### INSTRUCTION A
Please retype the stretch of the bike-share text from "contingency table between" through "round(table(bike$member_casual, bike$rideable_type), 2)".

### READING TEXT

______

While there is no huge difference between annual members in choosing classic or electric bikes, casual members choose to use electric bikes over the classic by around 680 user.

contingency table between customer type and bike type

#the probability of each user to pick this type of bike
round(table(bike$member_casual, bike$rideable_type), 2)
##         
##          classic_bike docked_bike electric_bike
##   casual         1689           3          2377
##   member         1712           0          1635

While there is almost even number of the annual member choose electric or classic bike,casual users are more likely to choose electric bike.

Which day of the week the serves is used more?

#extrat only the day and convert it to day of the week
bike$days <- format(bike$start_date, format = "%a")

______

Records from a data source
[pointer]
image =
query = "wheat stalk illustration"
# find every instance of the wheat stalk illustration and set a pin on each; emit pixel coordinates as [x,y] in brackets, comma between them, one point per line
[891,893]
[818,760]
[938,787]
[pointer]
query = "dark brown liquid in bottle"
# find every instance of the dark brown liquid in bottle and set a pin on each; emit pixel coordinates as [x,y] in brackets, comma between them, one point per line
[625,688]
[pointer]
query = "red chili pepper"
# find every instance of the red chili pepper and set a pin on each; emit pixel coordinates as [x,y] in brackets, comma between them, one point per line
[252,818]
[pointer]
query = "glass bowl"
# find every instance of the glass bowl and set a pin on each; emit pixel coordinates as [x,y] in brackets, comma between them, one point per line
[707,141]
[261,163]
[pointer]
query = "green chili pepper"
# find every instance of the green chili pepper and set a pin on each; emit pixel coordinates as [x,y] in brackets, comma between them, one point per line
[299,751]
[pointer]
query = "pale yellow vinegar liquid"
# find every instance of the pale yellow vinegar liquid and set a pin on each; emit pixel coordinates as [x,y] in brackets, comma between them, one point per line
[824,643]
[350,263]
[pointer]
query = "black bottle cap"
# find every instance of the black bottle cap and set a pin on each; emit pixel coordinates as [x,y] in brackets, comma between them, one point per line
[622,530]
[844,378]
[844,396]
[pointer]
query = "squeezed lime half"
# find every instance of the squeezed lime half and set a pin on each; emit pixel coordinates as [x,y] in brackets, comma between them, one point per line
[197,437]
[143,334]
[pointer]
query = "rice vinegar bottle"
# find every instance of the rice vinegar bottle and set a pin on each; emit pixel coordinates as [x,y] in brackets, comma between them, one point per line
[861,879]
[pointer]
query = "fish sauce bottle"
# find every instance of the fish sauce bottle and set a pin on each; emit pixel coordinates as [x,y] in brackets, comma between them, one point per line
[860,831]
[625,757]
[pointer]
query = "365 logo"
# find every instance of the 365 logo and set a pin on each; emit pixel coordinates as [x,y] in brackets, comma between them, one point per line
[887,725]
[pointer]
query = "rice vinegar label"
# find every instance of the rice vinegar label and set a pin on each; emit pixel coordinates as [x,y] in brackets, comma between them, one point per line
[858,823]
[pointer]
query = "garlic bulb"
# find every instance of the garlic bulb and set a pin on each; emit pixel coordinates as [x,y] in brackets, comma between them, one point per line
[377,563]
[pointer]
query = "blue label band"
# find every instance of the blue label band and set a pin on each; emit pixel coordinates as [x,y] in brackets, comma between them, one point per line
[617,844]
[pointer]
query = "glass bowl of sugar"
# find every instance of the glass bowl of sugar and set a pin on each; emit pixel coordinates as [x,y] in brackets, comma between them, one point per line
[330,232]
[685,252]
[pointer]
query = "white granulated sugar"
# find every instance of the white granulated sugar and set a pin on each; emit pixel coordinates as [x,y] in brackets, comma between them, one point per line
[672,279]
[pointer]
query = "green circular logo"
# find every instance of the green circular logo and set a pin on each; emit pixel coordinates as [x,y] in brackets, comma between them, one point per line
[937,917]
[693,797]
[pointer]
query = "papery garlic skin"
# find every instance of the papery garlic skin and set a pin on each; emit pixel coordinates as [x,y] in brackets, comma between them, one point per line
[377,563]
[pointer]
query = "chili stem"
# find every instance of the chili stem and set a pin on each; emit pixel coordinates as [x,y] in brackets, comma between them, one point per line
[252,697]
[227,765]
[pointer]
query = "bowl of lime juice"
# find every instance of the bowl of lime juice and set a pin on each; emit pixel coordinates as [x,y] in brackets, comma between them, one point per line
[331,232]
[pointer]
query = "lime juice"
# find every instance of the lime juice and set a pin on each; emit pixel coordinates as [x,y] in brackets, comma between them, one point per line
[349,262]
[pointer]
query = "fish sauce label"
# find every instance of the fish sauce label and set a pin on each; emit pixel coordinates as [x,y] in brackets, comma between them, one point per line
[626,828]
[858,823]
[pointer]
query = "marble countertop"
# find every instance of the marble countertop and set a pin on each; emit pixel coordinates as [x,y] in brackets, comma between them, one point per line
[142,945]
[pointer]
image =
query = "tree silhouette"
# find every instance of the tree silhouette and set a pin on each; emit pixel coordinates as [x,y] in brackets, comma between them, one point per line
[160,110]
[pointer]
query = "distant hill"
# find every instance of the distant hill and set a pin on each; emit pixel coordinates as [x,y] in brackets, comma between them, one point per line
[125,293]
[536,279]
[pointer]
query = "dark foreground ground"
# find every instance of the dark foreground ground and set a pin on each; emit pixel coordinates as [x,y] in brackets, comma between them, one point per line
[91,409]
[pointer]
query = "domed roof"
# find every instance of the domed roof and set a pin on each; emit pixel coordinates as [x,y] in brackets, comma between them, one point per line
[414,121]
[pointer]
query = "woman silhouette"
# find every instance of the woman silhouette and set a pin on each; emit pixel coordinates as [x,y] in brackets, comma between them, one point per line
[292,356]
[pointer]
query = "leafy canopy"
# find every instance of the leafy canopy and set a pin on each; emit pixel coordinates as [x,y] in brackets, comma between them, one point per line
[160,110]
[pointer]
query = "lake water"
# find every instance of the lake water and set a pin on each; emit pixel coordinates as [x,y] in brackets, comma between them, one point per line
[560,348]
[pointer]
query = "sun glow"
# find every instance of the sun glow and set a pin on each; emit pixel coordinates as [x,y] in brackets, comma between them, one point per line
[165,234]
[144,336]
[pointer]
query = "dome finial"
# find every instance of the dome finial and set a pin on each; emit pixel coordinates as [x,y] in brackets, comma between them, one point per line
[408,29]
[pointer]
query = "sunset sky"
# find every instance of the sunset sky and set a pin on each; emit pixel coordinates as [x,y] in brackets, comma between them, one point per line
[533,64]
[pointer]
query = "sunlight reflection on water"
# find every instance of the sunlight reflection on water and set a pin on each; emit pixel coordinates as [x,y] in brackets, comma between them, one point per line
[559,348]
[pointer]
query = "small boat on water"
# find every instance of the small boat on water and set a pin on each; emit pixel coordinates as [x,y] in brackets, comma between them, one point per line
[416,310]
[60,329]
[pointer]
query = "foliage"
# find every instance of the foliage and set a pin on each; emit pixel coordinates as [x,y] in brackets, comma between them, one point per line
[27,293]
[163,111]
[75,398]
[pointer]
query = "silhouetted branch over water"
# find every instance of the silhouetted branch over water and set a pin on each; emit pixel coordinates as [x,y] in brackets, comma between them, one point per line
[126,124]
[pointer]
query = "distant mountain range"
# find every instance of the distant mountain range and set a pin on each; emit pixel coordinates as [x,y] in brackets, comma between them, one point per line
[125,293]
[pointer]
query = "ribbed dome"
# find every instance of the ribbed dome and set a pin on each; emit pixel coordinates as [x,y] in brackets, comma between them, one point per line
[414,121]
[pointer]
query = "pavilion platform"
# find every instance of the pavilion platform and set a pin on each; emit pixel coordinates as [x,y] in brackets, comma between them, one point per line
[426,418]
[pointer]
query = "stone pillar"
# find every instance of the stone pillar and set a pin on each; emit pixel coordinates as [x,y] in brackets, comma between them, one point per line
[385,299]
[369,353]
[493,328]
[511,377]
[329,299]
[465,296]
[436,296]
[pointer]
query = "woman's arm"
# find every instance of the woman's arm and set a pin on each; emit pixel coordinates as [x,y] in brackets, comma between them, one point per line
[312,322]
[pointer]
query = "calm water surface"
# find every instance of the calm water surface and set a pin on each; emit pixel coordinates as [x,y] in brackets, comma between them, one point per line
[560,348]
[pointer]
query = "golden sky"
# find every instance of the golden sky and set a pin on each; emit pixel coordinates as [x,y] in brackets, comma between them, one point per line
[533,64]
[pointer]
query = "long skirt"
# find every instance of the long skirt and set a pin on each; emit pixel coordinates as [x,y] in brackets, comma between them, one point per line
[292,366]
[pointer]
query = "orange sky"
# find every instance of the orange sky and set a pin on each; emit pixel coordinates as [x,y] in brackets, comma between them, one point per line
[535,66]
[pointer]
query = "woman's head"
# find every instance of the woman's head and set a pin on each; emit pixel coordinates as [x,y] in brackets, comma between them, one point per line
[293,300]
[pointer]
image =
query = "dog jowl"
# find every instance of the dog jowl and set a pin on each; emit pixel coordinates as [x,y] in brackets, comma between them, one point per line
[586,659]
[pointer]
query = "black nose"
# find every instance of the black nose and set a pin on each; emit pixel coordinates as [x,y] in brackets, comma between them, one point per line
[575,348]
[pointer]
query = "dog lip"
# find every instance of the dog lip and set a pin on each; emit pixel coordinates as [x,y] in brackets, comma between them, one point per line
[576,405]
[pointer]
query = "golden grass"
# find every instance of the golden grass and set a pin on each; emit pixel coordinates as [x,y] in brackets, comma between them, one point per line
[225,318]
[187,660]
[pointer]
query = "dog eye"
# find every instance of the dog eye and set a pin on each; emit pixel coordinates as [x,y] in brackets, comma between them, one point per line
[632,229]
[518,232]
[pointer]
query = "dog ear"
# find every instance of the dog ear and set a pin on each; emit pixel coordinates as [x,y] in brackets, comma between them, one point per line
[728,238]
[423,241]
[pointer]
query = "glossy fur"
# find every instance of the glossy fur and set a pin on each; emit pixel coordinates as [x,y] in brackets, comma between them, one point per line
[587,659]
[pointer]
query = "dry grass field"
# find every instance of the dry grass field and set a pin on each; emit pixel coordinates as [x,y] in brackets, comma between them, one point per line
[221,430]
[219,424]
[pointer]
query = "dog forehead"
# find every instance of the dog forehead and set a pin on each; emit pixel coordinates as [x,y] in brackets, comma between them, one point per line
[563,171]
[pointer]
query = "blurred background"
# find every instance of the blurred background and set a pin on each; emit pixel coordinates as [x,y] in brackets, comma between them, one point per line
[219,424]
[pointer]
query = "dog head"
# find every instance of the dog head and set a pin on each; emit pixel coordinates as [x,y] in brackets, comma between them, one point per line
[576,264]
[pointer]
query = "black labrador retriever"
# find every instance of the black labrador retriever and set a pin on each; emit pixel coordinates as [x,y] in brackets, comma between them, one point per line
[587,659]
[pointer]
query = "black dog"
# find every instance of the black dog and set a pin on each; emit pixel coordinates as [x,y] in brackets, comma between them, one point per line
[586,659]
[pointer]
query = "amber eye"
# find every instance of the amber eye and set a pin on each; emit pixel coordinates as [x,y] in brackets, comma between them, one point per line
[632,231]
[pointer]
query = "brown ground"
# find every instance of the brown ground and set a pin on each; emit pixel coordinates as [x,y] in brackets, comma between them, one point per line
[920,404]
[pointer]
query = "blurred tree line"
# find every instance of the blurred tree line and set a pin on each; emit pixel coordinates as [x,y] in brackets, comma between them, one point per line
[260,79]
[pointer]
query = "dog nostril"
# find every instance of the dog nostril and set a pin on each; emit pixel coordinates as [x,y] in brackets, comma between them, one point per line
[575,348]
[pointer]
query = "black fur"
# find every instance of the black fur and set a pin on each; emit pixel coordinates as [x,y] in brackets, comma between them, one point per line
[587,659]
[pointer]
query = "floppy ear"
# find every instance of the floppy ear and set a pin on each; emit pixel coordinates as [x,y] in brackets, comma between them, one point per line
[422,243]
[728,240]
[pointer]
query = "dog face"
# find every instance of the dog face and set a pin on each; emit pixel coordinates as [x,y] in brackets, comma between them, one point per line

______

### INSTRUCTION B
How many lines of the listing contain the string "illustration"? Give only the number.

### WRITTEN RESPONSE A
contingency table between customer type and bike type

#the probability of each user to pick this type of bike
round(table(bike$member_casual, bike$rideable_type), 2)

### WRITTEN RESPONSE B
2